## SOURCE MATERIAL:
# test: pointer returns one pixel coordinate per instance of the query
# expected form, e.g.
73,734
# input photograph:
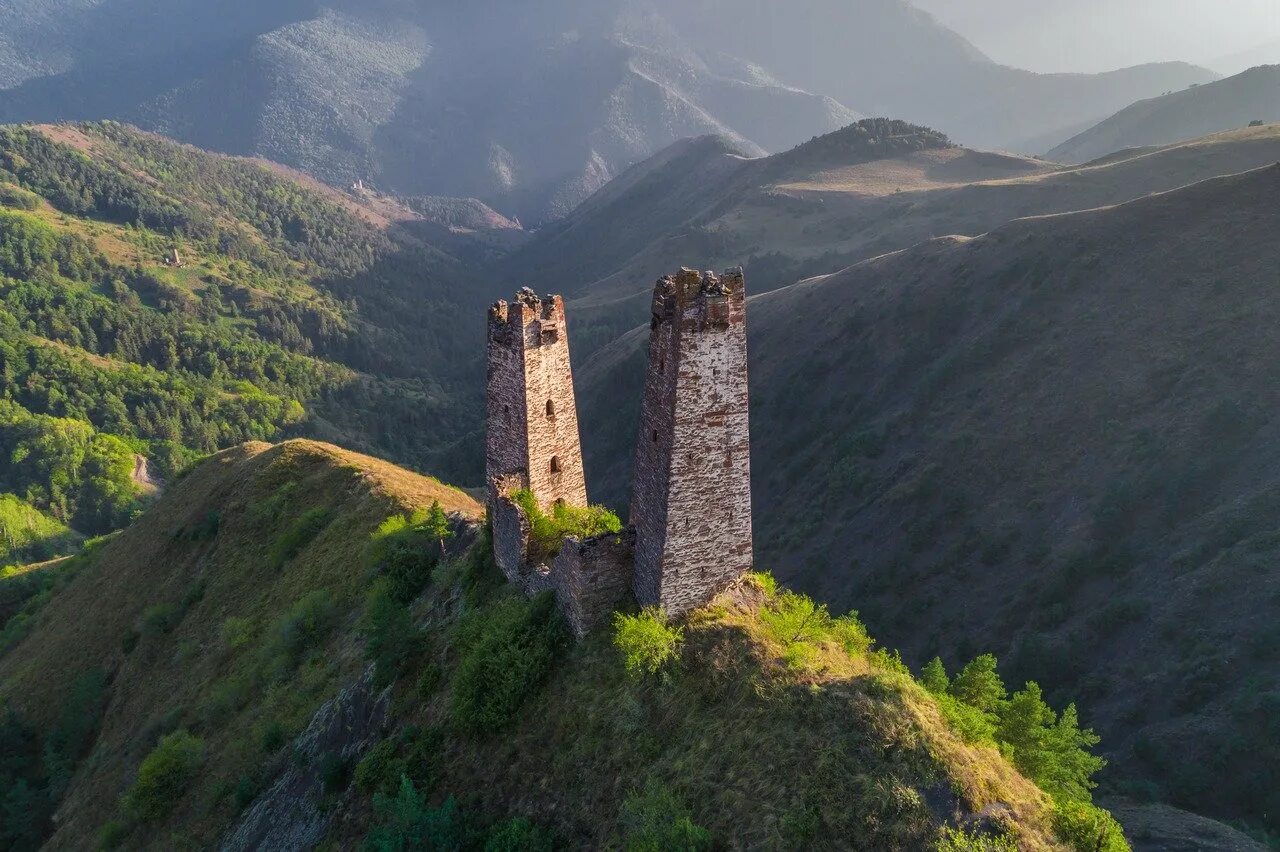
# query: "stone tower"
691,494
533,439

## WORK INSTRUCTION:
Write out the material above without changing a word, and skip any picture.

## ANSWER BOX:
# test: pointer returns one pixel coordinate per instance of the query
# expected form, e.g.
73,734
# input photograph:
# query: "stone tower"
691,494
533,439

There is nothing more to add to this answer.